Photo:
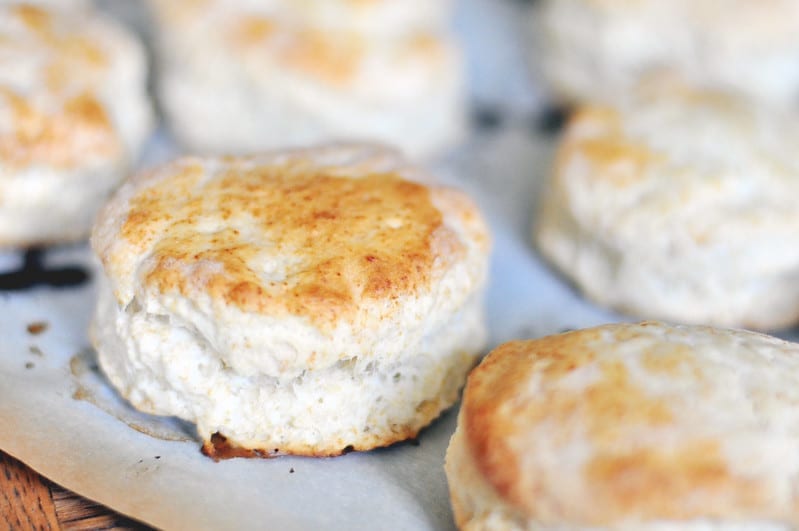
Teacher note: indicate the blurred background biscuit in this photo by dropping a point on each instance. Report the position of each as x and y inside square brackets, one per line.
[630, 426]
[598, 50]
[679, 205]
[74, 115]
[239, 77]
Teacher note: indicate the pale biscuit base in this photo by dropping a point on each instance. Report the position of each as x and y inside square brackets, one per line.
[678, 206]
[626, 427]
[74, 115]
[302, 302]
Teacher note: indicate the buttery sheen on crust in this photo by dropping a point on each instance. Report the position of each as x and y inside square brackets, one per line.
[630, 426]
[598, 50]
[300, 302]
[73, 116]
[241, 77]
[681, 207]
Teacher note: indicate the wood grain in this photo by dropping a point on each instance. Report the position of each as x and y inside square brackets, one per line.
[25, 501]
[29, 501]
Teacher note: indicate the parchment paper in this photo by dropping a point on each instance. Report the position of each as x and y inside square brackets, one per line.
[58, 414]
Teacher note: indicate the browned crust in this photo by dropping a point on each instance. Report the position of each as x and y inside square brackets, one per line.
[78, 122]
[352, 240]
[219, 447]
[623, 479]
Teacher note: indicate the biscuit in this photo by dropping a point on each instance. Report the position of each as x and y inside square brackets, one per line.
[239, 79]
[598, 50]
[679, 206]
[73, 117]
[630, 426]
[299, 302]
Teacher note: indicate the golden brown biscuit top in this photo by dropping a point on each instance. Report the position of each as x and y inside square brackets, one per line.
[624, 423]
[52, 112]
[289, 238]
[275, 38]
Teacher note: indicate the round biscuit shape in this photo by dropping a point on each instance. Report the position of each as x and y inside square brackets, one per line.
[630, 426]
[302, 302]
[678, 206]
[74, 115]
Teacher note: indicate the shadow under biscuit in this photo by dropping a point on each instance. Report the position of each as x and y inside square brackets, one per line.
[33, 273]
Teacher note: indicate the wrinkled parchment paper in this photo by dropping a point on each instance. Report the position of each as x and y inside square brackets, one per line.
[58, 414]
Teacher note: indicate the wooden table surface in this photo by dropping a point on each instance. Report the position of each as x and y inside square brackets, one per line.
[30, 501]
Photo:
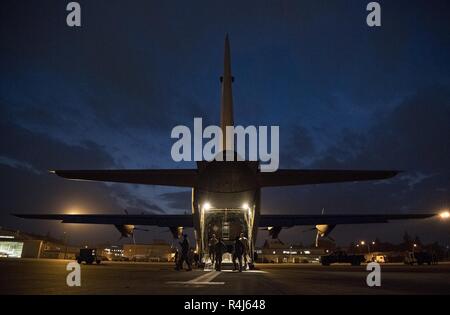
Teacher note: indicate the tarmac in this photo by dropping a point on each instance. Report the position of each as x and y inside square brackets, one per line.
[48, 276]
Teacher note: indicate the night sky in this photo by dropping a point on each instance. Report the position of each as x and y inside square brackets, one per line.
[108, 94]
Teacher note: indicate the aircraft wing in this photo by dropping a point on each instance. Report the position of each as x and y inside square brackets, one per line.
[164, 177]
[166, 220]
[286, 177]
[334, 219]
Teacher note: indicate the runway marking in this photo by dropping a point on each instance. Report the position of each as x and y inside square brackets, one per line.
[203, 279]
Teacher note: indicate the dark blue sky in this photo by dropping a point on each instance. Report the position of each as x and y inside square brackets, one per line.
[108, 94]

= = =

Set task:
Copy the rows again, from the line containing "Teacher note: indicate the dark" through the end of the rows, with their requests included. Raise every x and y coordinate in the answers by 76.

Reply to the task:
Teacher note: indicate the dark blue sky in this photo by dropping a point on each instance. Report the position of each as x and y inside square brackets, one per line.
[184, 170]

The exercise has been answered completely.